▶ [Given task]
Reproduce word for word the stretch of the listing below from the line containing "the white sneaker, which" through the line containing "x=659, y=395", including both of those lines.

▶ [Records]
<<<<

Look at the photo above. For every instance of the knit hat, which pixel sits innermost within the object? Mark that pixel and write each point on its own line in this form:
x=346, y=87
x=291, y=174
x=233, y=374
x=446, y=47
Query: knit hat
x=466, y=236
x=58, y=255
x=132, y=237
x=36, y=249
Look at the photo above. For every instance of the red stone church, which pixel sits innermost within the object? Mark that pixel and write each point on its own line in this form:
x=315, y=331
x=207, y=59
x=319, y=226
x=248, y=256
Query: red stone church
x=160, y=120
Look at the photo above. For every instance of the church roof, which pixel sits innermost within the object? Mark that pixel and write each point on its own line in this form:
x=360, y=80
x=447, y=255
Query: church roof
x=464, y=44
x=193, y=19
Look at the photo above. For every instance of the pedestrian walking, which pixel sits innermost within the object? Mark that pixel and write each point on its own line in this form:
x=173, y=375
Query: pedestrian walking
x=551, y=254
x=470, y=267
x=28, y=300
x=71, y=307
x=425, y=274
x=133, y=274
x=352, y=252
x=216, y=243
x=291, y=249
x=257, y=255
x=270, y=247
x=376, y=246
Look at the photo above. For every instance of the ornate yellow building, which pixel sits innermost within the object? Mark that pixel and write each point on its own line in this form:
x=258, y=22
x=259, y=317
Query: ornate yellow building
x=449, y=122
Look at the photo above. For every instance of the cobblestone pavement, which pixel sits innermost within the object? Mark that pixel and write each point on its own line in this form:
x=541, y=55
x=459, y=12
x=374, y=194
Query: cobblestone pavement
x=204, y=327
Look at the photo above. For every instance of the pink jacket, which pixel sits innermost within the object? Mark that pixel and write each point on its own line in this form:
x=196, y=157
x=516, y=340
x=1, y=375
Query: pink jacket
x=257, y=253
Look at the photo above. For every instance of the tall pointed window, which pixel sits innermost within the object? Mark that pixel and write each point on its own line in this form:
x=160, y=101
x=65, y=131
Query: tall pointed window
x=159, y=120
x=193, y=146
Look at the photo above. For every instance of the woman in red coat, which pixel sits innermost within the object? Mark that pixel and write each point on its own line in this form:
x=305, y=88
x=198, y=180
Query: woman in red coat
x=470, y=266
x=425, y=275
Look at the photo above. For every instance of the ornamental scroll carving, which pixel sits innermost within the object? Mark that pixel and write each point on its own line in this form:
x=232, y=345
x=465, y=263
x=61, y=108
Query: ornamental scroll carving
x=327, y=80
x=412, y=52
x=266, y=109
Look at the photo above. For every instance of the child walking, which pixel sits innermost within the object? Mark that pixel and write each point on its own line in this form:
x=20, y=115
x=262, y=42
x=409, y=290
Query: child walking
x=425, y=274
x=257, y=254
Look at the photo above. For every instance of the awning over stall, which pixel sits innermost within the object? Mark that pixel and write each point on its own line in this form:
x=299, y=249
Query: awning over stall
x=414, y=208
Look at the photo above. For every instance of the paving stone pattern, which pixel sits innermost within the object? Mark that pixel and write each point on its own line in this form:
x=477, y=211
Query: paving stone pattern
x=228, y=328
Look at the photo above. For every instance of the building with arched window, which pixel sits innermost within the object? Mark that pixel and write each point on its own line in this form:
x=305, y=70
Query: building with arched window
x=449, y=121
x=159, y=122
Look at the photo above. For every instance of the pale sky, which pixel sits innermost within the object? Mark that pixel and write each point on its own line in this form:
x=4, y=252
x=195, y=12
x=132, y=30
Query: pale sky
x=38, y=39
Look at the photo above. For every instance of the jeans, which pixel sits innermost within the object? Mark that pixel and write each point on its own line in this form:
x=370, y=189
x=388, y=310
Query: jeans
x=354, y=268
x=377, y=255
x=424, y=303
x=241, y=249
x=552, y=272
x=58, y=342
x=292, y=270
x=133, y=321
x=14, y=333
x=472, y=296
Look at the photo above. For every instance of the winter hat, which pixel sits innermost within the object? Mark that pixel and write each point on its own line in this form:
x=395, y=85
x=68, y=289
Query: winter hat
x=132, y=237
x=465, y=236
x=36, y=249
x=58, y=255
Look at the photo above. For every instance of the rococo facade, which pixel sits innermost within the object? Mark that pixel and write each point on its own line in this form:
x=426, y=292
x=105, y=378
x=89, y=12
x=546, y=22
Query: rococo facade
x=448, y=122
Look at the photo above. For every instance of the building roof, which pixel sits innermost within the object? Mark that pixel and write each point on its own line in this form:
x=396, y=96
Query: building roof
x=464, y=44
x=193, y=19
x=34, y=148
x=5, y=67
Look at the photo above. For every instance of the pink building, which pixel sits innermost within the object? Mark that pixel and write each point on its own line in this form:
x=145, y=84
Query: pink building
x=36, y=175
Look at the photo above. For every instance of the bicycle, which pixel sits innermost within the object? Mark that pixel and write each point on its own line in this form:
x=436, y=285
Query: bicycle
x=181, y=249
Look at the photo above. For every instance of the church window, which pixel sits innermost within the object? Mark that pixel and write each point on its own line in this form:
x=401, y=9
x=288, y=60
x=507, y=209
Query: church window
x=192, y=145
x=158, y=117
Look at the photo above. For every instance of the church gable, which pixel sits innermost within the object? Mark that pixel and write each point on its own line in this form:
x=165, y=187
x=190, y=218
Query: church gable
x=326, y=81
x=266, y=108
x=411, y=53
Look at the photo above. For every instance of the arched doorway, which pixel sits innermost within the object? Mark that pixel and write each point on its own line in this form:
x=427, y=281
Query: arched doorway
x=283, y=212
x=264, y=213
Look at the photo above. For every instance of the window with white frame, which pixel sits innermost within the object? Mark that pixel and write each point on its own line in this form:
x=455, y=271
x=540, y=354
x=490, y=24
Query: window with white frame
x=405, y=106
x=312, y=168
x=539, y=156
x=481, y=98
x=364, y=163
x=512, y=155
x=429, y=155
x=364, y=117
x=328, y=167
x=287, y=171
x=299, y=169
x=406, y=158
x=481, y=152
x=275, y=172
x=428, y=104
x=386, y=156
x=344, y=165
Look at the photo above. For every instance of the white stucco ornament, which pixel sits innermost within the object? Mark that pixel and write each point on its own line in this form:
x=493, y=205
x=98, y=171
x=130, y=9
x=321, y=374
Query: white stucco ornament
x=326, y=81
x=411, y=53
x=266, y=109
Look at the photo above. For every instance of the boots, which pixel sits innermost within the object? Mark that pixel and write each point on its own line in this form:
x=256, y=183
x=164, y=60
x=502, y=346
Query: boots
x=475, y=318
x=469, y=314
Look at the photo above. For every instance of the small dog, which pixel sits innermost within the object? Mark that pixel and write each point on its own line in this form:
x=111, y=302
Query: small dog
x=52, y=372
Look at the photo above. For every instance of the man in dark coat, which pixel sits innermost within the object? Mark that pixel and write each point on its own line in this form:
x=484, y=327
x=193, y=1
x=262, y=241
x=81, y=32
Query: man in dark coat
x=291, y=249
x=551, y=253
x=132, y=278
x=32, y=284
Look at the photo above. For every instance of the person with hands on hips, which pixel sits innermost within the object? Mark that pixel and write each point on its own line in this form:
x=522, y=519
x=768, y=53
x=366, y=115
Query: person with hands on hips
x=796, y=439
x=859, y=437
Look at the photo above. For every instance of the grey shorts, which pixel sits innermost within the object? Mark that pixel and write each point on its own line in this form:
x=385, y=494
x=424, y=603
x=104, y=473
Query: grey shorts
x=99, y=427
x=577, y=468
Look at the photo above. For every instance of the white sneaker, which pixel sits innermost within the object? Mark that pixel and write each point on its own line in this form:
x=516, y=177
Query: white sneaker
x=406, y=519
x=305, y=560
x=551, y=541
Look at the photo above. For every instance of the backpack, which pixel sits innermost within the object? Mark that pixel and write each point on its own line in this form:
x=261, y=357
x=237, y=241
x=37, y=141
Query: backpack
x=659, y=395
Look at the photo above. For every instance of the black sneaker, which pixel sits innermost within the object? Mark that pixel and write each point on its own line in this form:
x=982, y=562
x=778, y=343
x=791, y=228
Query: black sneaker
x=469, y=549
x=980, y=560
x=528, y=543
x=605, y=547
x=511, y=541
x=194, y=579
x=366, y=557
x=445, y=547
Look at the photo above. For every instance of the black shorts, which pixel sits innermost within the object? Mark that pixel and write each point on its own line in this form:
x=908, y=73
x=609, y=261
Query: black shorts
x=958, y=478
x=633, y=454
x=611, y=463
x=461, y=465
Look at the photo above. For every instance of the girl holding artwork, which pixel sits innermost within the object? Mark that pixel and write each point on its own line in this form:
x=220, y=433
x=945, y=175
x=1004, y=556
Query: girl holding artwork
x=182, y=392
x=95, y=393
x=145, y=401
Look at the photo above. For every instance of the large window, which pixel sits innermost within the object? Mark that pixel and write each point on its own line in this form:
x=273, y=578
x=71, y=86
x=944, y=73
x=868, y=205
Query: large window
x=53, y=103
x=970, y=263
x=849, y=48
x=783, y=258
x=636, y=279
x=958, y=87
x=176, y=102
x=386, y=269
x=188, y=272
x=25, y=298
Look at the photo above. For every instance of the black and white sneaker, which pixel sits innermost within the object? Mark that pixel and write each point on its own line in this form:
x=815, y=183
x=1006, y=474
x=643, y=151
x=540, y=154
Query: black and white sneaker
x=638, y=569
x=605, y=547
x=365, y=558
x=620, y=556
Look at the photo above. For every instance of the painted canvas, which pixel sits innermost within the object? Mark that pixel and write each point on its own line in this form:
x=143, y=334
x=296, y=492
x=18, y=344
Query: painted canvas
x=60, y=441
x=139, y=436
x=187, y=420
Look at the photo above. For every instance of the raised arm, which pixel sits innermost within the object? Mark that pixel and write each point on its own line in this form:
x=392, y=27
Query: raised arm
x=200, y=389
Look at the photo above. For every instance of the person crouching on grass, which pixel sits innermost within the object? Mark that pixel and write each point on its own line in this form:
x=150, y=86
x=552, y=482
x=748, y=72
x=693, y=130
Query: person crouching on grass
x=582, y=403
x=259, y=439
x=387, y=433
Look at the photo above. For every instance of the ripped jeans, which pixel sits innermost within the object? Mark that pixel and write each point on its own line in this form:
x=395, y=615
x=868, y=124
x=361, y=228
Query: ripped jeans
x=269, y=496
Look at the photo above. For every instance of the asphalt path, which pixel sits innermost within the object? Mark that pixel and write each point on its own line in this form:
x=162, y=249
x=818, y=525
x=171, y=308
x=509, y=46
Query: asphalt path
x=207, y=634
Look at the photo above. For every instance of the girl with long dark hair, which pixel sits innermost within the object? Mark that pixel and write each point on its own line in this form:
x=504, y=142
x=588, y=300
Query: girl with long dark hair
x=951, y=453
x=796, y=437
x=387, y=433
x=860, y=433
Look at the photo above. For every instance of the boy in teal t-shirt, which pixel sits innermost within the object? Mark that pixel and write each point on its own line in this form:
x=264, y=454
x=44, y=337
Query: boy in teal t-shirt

>>>>

▶ [Problem solution]
Look at the photo above. For every instance of the white sneaker, which pixel sits innermost within the object? Mark that pixel and write each point on its own line in this form:
x=516, y=177
Query: white sneaker
x=406, y=519
x=305, y=560
x=551, y=541
Look at the photo above. For every instance of the backpack, which pixel sits innermost within the object? Mark that pixel and write each point on its own line in this form:
x=261, y=357
x=237, y=241
x=37, y=141
Query: backpack
x=659, y=395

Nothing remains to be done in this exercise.